Accadde
a Grazzanise il 21 marzo del 1949
Giuseppina Di Chiara uccise il suo fidanzato con quattro colpi di pistola
partorì subito dopo l’arresto.
Portava in grembo
il frutto del suo amore ma,
Vittorio Zerbino, la
vittima, non voleva più sposarsela
perché non era convinto che lui fosse il padre del bimbo. La vita di
campagna, la promessa di nozze, la violenza.
Una dolorante storia di seduzione e di inganno.
Fu il culmine, forse l’ultima
fase di un dramma che serpeggiava da tempo nell’area. Erano da poco passate le
ore 12 del 21 marzo del 1949, allorquando in agro di Grazzanise, Giuseppina Di Chiara, bella e fiera
contadinotta, di anni 25, penetrava nella casa colonica del podere n° 128 di
cui era concessionario Aronne Zerbino,
ed esplodeva 4 colpi di pistola contro Vittorio
Zerbino il quale, gravemente ferito,
moriva dopo 36 ore, presso l‘ospedale di
Capua. La ragazza, dopo il fatto
criminoso, si dava alla fuga invano inseguita per un certo tratto dai familiari della vittima.

* [Voci riportate]
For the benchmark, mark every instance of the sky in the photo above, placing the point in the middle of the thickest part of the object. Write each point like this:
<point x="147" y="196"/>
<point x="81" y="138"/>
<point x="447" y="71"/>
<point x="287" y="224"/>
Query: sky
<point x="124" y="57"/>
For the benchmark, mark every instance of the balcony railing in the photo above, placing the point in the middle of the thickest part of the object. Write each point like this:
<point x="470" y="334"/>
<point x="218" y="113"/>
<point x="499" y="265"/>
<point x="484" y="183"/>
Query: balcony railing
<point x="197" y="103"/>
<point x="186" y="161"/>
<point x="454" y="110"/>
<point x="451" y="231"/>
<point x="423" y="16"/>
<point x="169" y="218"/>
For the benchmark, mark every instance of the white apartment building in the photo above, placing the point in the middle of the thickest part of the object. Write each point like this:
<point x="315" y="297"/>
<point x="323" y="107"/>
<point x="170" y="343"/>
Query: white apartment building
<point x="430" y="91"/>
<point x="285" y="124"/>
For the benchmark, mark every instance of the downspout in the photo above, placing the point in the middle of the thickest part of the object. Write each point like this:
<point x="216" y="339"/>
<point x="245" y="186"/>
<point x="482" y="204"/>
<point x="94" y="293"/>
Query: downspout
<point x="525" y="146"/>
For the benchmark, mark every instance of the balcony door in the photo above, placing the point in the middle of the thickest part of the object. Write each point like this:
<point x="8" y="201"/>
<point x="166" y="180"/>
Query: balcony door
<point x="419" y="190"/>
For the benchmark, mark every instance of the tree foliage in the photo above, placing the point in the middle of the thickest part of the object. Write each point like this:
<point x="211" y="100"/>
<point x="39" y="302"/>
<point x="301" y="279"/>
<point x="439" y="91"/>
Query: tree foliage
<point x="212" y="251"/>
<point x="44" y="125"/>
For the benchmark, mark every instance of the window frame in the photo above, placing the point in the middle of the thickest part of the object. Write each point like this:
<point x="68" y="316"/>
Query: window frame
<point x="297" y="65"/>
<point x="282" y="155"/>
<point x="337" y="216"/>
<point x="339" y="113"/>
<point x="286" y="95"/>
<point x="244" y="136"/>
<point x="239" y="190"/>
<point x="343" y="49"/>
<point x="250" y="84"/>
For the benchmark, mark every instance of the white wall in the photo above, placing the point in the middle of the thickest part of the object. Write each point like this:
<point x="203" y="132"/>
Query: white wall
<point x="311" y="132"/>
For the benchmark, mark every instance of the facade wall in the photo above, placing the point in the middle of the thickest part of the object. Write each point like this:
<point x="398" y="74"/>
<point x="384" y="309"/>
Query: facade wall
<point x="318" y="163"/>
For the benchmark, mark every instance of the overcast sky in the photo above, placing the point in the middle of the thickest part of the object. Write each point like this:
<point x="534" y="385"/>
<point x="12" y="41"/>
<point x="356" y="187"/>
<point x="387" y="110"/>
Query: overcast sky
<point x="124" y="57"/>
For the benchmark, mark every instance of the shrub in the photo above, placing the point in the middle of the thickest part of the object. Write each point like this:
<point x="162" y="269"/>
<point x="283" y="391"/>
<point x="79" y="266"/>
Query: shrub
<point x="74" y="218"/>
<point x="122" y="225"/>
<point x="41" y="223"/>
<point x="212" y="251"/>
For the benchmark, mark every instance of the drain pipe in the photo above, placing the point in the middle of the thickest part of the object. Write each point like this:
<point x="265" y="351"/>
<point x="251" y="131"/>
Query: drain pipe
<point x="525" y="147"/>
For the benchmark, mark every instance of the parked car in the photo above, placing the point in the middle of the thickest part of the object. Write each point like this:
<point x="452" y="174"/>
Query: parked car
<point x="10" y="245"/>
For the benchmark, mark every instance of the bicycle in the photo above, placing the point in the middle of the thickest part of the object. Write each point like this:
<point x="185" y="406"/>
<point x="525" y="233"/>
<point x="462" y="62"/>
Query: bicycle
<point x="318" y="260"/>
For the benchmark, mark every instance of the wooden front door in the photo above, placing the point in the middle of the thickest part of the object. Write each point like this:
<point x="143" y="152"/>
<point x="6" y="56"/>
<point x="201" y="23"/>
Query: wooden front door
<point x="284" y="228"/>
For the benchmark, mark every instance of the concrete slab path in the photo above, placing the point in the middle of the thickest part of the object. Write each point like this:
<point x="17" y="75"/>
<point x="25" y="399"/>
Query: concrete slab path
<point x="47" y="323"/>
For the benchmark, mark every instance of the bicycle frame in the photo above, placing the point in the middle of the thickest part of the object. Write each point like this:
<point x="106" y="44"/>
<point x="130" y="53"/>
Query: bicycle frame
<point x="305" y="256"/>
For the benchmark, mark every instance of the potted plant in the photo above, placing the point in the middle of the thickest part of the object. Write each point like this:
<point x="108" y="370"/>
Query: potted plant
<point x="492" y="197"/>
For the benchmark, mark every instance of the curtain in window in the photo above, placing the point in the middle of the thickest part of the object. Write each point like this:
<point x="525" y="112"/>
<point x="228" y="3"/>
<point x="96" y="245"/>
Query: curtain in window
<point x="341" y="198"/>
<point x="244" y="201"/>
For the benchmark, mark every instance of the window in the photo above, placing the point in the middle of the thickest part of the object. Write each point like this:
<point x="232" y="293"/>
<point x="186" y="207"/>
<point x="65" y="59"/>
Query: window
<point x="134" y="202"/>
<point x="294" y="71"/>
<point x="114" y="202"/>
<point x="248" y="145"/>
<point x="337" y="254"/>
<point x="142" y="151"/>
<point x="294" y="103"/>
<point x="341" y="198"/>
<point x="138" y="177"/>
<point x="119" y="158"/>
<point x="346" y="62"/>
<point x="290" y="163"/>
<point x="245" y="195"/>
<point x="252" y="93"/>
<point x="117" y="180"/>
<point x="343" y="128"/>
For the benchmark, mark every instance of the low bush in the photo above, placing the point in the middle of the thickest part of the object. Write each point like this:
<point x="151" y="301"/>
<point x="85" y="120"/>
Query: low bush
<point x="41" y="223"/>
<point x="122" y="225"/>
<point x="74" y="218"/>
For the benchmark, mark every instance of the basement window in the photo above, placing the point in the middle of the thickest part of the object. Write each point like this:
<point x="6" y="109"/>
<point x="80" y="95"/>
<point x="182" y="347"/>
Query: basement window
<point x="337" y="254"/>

* [Problemi da risolvere]
A - Quanti anni aveva Giuseppina Di Chiara secondo l'estratto sul delitto di Grazzanise?
B - Ricopia parola per parola il passo dell'estratto sul delitto di Grazzanise compreso tra "Una dolorante storia" e "familiari della vittima.", estremi inclusi.

* [Risultati attesi]
A - Aveva 25 anni.

B -
Una dolorante storia di seduzione e di inganno.
Fu il culmine, forse l’ultima
fase di un dramma che serpeggiava da tempo nell’area. Erano da poco passate le
ore 12 del 21 marzo del 1949, allorquando in agro di Grazzanise, Giuseppina Di Chiara, bella e fiera
contadinotta, di anni 25, penetrava nella casa colonica del podere n° 128 di
cui era concessionario Aronne Zerbino,
ed esplodeva 4 colpi di pistola contro Vittorio
Zerbino il quale, gravemente ferito,
moriva dopo 36 ore, presso l‘ospedale di
Capua. La ragazza, dopo il fatto
criminoso, si dava alla fuga invano inseguita per un certo tratto dai familiari della vittima.